→ Records supplied:
--*--

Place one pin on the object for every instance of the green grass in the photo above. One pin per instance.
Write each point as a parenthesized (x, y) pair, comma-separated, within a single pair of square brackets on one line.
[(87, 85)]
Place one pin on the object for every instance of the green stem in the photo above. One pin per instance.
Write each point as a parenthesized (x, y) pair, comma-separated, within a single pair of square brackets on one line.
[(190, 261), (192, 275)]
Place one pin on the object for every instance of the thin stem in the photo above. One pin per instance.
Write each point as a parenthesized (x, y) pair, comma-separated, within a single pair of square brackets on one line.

--*--

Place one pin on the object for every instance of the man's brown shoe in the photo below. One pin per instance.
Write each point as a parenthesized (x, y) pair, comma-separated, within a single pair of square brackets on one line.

--*--

→ Goal of the exercise: Report how many lines in the entries hold the string "instance". Nothing but the number is wanted.

→ Problem solution: 4